**TEXTE CHOISI:**
+ + +

En Charente maritime, entre Bordeaux au Sud et La Rochelle au Nord (à égale distance d'Angoulême), le bourg de Cozes accueille depuis huit ans un festival de cinéma sans nul autre pareil. Les grandes villes les plus proches sont Saintes et Royan. De fait, le festival Ciné Sud se déroule à Saint-Georges de Didonne, car Cozes n'a pas de salle de cinéma.
Ici on ne projette que des courts métrages de réalisation africaine. Pourquoi cette nuance ? La nationalité est attribuée à un film non pas à cause de son réalisateur, mais selon le pays où se trouve la maison de production qui porte le film. Ainsi, bien des films africains sont européens, français, car il y a peu de sociétés de productions africaines. Ciné Sud a voulu être pratique et préfère parler de courts métrages de "réalisation africaine", c'est-à-dire le réalisateur doit être africain.

+ + +

**DONNÉES FOURNIES:**
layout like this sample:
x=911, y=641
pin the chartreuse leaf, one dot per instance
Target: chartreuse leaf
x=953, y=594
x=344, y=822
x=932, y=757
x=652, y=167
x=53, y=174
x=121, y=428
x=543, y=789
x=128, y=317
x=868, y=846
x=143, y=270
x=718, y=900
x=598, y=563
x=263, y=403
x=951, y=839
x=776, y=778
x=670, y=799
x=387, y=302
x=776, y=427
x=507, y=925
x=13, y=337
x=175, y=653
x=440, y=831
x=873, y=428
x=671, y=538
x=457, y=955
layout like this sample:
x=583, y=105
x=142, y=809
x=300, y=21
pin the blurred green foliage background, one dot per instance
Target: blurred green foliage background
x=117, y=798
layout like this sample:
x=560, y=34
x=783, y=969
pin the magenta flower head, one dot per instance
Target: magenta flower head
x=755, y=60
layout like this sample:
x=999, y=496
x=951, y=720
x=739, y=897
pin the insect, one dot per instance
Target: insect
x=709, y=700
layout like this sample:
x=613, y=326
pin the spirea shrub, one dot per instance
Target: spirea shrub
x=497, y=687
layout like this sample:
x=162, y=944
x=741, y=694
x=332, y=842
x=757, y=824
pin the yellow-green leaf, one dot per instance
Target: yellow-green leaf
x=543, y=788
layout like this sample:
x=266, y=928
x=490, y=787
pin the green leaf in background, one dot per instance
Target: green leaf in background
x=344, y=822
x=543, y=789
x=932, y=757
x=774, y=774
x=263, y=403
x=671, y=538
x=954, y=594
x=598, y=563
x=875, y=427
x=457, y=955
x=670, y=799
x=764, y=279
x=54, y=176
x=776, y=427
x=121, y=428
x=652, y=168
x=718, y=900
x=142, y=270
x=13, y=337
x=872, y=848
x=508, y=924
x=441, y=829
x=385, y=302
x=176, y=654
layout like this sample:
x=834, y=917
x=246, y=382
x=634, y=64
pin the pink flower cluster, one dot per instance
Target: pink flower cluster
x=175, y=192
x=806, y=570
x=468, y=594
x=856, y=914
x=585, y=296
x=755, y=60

+ + +

**CONSIGNE:** Traduisez en anglais cette phrase tirée du texte sur le festival Ciné Sud : « Ici on ne projette que des courts métrages de réalisation africaine. »

**RÉPONSE:** Here, only short films by African directors are screened.